Short problem: Return nothing but the lines from the line containing "Where can the tall high-rise" through the last line of the records, reproduced exactly.

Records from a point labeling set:
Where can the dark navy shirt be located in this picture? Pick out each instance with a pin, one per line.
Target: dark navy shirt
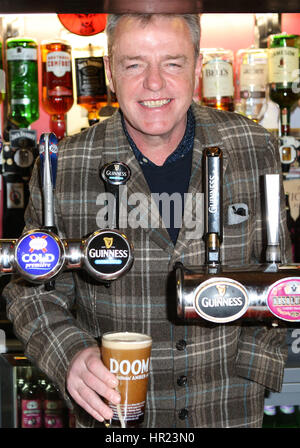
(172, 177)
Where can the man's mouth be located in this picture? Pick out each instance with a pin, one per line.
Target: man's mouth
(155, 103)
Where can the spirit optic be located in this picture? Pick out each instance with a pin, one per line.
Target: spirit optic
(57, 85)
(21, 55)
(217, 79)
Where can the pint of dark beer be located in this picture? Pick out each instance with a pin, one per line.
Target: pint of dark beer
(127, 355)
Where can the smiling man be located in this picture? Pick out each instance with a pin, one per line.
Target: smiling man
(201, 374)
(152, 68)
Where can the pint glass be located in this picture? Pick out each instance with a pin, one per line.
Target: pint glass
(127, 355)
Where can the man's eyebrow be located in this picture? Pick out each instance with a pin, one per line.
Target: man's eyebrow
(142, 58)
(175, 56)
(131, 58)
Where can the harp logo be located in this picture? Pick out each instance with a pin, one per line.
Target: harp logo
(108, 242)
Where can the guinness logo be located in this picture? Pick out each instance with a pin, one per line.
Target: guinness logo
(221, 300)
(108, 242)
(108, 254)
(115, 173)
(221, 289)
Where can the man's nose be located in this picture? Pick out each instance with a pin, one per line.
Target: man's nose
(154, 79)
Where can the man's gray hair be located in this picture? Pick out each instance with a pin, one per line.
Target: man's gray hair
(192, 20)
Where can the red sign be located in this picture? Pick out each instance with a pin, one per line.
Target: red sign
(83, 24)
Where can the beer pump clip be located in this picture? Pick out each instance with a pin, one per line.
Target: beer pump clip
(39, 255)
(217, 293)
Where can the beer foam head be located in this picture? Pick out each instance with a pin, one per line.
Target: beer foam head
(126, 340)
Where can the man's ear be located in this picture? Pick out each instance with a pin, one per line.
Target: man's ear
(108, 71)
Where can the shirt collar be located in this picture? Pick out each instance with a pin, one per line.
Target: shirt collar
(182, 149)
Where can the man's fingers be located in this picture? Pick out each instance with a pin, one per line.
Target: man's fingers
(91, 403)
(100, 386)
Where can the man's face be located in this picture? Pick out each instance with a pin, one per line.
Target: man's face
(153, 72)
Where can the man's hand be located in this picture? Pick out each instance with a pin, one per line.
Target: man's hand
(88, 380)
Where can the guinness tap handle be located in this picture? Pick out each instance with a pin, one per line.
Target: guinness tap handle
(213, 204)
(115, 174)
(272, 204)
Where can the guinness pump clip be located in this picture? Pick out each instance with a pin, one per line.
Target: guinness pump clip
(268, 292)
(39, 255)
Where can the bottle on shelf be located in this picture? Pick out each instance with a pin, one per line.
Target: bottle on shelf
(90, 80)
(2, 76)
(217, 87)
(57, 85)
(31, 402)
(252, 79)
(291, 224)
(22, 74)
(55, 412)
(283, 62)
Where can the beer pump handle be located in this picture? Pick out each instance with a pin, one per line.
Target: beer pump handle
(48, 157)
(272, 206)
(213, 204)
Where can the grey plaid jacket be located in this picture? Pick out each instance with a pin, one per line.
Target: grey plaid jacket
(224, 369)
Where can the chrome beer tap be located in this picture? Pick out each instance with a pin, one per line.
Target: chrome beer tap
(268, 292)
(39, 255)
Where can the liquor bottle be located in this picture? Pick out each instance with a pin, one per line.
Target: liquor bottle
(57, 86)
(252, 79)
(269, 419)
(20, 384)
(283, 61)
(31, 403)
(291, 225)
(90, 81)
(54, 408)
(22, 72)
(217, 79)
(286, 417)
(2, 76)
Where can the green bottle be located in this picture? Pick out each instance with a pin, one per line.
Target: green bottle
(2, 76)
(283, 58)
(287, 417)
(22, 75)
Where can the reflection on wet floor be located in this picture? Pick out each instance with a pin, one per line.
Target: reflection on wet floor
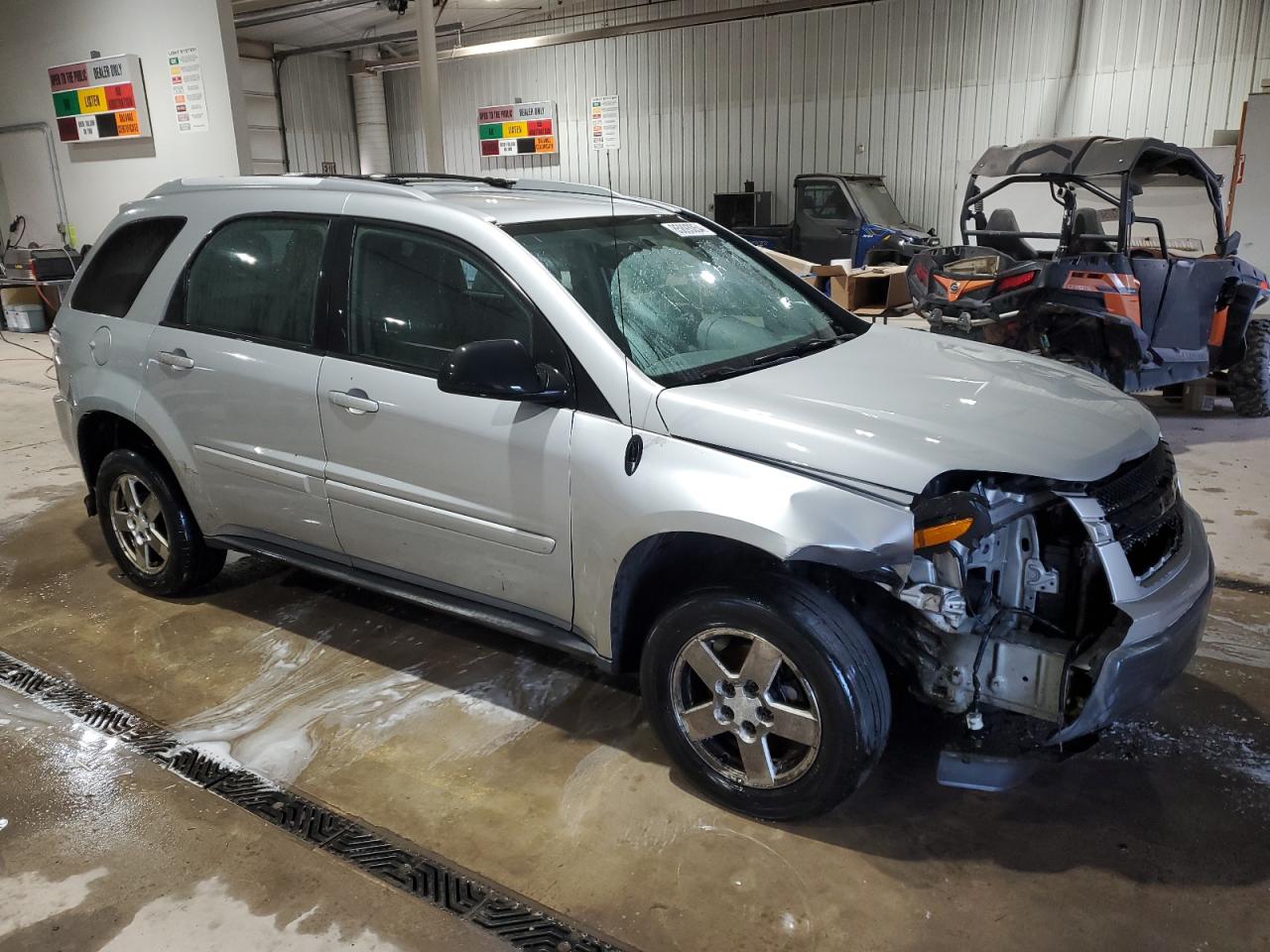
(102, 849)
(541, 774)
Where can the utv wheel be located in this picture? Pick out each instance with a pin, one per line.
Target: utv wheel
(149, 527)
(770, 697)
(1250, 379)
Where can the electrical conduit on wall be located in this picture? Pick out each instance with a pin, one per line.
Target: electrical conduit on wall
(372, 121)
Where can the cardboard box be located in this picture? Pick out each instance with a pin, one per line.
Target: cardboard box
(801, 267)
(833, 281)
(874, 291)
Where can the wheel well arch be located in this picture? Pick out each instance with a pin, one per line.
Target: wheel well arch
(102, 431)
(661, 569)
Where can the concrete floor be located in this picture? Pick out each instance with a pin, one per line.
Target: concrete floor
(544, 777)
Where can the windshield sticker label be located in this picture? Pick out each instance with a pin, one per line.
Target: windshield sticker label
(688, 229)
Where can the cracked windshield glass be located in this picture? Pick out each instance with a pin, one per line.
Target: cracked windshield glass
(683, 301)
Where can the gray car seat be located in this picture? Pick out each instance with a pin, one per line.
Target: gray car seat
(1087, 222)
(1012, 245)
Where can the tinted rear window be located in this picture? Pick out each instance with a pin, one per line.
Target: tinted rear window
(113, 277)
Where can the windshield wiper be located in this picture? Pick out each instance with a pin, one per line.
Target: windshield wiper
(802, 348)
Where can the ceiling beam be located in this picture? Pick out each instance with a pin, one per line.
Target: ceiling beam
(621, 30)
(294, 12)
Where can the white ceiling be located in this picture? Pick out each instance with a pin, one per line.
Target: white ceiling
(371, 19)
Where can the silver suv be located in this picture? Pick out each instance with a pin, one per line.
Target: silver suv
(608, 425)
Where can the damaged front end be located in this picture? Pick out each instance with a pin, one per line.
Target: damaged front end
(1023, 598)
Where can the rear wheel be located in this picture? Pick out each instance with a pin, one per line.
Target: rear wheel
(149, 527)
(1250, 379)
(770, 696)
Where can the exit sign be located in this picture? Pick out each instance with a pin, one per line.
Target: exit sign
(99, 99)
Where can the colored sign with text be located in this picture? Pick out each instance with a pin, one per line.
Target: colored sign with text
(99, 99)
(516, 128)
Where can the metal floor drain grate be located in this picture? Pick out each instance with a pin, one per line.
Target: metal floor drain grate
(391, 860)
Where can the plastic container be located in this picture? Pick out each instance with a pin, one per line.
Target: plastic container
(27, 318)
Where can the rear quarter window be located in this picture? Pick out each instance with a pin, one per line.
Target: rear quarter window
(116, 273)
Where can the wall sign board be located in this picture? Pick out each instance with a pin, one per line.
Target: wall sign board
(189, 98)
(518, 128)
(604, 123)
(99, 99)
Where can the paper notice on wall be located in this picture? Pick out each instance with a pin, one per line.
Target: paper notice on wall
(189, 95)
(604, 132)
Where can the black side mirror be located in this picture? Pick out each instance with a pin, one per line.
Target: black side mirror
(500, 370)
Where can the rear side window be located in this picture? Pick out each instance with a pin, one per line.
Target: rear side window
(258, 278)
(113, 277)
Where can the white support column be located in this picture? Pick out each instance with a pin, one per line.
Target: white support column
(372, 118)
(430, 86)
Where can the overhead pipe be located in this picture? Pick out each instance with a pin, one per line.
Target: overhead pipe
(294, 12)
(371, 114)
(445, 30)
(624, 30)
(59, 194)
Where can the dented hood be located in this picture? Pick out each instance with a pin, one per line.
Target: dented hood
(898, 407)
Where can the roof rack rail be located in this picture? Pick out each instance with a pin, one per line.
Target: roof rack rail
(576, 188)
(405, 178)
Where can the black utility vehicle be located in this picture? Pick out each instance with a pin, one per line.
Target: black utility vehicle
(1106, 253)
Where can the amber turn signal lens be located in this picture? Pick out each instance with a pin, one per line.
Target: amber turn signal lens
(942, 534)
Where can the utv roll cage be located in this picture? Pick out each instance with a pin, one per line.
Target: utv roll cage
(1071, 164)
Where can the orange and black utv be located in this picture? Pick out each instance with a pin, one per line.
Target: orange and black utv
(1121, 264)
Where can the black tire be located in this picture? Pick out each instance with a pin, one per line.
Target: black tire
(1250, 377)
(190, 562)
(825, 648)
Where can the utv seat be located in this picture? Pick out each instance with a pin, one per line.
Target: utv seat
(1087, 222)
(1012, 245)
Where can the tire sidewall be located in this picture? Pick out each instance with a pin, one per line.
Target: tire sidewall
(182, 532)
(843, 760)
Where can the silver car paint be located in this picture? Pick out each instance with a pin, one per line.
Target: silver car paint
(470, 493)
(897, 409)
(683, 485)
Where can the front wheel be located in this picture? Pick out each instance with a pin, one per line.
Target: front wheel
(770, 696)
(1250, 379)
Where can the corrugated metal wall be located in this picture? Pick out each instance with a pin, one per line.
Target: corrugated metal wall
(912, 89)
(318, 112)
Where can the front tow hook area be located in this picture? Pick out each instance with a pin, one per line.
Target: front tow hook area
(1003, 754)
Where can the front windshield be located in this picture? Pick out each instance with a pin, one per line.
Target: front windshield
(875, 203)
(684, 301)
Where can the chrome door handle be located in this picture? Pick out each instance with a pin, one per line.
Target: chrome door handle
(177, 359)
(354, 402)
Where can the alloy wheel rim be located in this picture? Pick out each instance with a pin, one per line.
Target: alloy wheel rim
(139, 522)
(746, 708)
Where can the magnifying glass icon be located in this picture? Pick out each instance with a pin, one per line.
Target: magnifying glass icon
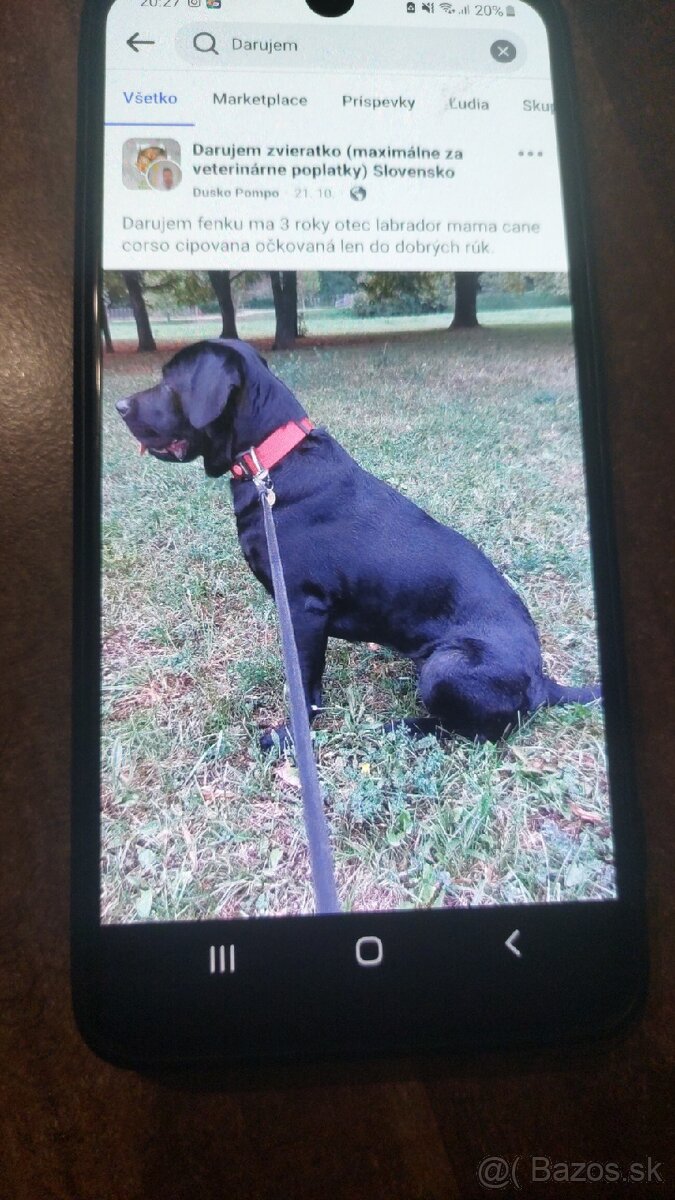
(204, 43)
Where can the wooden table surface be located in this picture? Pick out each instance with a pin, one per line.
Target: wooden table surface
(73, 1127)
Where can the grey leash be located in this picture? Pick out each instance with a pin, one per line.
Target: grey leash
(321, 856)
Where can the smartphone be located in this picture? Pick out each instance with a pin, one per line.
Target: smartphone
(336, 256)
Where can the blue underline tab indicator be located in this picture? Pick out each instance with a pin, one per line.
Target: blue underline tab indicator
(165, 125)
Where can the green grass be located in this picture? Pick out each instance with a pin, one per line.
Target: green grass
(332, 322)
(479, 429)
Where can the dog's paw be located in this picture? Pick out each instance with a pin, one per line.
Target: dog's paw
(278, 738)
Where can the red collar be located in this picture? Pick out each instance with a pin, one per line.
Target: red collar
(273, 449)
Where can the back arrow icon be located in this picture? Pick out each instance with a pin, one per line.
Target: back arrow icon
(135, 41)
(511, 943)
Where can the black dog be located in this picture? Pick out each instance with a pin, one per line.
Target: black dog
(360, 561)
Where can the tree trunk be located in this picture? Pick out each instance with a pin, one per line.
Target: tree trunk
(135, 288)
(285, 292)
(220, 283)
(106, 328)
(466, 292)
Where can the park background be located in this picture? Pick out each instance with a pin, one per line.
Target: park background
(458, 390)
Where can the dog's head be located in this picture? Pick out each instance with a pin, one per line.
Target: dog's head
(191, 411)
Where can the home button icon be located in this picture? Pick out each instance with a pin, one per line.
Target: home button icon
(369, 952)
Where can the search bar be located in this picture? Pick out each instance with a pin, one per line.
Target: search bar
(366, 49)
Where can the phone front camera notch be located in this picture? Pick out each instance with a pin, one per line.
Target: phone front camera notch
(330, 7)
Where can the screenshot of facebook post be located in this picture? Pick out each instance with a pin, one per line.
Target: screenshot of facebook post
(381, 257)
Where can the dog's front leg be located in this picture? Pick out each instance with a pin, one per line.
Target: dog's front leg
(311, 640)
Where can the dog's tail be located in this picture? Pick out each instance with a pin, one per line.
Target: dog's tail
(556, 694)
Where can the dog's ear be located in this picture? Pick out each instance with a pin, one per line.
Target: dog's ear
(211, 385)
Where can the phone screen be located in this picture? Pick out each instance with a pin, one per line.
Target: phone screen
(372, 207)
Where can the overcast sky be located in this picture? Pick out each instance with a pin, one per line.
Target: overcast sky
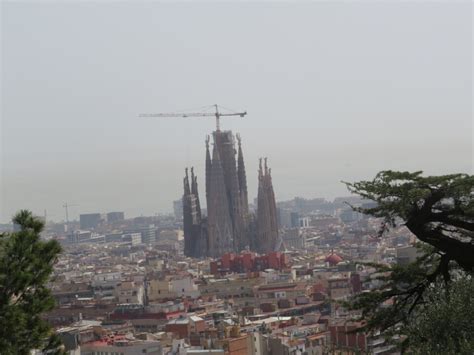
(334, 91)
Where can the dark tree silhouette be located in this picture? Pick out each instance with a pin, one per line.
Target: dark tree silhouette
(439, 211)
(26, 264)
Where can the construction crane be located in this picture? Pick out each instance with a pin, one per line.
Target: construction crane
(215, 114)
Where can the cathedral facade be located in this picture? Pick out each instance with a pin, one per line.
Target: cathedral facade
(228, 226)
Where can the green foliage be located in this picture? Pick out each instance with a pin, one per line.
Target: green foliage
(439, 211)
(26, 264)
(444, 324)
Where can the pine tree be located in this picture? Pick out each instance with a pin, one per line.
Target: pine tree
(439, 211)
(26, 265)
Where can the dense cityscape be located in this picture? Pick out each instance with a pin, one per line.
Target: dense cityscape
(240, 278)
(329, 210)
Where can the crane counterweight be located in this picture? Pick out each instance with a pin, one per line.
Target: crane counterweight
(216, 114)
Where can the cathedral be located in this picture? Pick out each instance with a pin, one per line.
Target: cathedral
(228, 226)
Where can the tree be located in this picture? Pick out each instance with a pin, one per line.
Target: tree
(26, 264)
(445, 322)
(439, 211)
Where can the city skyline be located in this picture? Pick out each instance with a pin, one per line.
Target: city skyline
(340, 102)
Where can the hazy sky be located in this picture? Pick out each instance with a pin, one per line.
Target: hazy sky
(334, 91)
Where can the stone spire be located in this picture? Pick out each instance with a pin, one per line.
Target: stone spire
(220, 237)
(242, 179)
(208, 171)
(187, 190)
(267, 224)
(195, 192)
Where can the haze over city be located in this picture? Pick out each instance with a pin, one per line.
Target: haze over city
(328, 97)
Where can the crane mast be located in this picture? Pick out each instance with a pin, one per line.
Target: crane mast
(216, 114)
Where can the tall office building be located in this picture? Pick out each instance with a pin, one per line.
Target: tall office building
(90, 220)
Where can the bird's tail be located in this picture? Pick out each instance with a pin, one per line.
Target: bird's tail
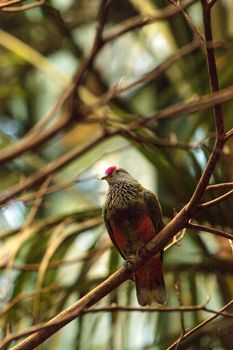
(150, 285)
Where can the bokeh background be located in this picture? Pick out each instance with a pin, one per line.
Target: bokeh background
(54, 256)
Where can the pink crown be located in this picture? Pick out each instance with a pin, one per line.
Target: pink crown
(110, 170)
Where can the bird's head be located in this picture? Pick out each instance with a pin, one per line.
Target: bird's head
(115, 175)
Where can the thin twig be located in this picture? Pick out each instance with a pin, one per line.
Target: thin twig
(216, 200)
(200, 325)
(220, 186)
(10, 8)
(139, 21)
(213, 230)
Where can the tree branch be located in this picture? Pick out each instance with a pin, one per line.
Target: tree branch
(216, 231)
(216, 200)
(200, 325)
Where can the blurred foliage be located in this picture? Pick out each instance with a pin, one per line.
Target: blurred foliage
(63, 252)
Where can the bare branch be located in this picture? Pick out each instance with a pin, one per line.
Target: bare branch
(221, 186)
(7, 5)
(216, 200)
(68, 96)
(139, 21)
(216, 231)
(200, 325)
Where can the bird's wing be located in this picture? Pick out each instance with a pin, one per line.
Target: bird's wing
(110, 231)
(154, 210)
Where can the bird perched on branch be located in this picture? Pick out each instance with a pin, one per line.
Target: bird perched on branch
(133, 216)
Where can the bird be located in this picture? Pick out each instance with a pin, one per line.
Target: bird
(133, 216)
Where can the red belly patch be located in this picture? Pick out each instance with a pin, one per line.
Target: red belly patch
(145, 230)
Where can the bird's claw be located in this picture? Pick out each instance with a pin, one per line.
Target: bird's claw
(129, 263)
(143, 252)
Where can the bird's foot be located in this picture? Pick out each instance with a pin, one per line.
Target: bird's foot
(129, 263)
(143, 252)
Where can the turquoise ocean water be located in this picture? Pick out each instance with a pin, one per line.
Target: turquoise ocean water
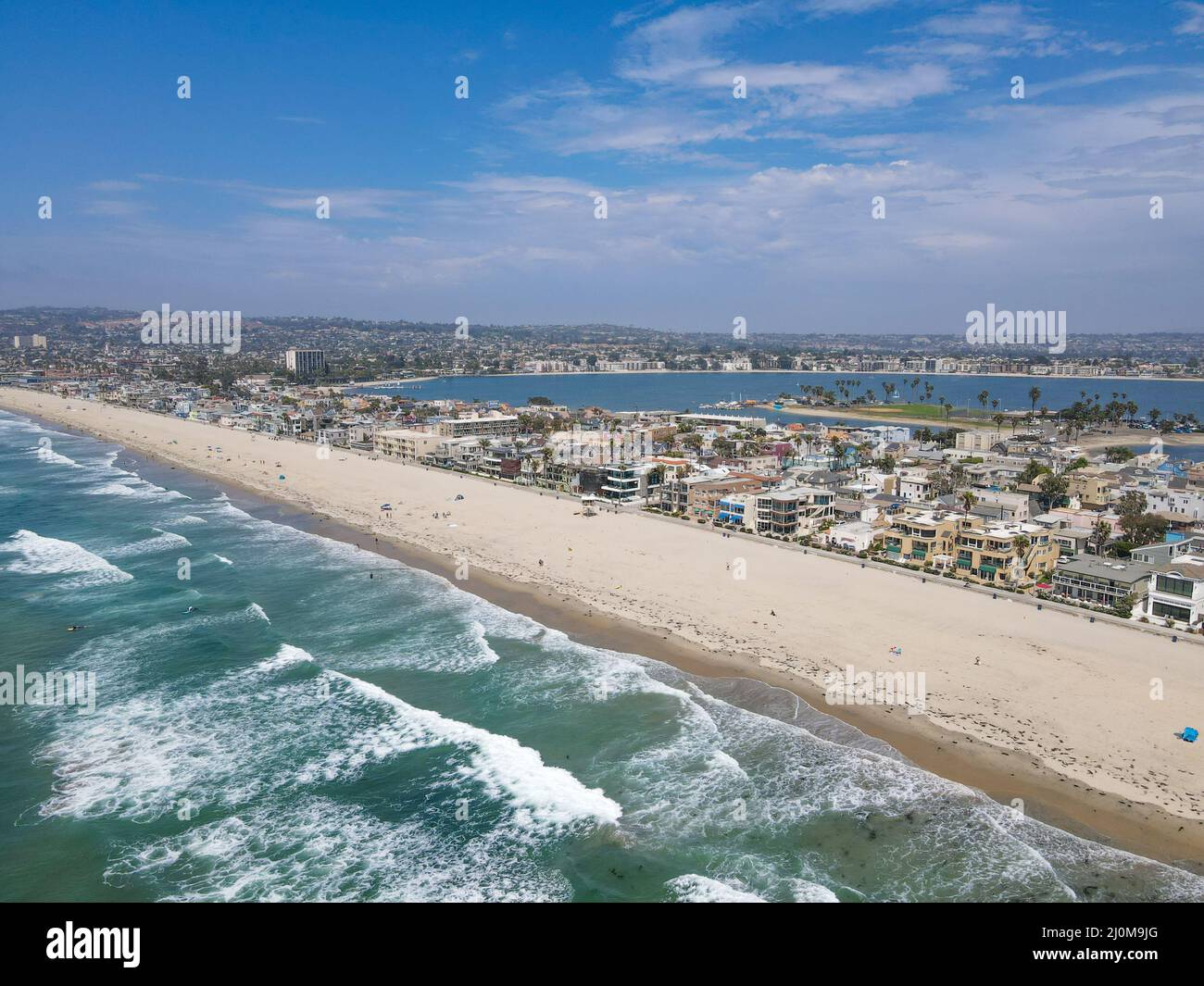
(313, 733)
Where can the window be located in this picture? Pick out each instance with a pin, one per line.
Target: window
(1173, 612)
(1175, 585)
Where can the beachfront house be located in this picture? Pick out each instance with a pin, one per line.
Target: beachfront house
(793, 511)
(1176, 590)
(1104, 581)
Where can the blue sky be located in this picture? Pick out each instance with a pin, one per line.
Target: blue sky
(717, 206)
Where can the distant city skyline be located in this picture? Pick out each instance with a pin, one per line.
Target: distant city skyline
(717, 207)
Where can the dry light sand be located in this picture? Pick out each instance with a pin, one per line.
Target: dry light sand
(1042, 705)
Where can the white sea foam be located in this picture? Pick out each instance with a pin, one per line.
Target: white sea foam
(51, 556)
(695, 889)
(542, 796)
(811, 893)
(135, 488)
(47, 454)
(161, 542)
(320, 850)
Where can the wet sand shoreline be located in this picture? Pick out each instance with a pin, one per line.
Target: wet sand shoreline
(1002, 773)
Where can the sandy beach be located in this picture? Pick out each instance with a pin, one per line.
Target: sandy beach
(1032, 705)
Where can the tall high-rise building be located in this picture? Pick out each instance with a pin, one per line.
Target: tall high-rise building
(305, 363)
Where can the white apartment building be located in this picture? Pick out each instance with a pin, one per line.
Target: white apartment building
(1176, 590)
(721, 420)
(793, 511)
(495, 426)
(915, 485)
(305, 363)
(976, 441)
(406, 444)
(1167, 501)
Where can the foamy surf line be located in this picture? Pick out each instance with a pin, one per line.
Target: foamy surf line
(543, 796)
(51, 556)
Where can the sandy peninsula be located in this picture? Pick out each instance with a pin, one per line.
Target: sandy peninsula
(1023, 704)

Completed task:
Where can the tall high-rise building be located in this picture? Pick out each instance with a pin, one per line.
Target: tall high-rise building
(305, 363)
Where can the white apartment building be located in this picture? Pick out each instance with a pin, one per line.
Target: white apartment building
(1176, 590)
(721, 420)
(793, 511)
(495, 426)
(915, 485)
(305, 363)
(976, 441)
(406, 444)
(1167, 501)
Where can the foamy surf line be located in this picture? Pick out each instance with a pin, one per line.
Target: foamy surf line
(543, 796)
(51, 556)
Where can the sandy peninsula be located in this picture? Pick out each instance with a pin, one per line.
Target: sandy peninsula
(1023, 704)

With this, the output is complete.